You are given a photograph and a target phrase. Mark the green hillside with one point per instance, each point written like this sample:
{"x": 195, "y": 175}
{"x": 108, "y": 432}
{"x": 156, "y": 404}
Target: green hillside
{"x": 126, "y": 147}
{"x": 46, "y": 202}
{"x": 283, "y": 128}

WHAT NEEDS TO BE DONE: Copy out each record exactly as given, omitting none.

PROBLEM SOLUTION:
You are given a photograph and a target phrase. Mark the green hillside with one point per instance, each point written like this sample:
{"x": 195, "y": 175}
{"x": 108, "y": 432}
{"x": 156, "y": 404}
Target: green hillside
{"x": 126, "y": 147}
{"x": 46, "y": 202}
{"x": 283, "y": 128}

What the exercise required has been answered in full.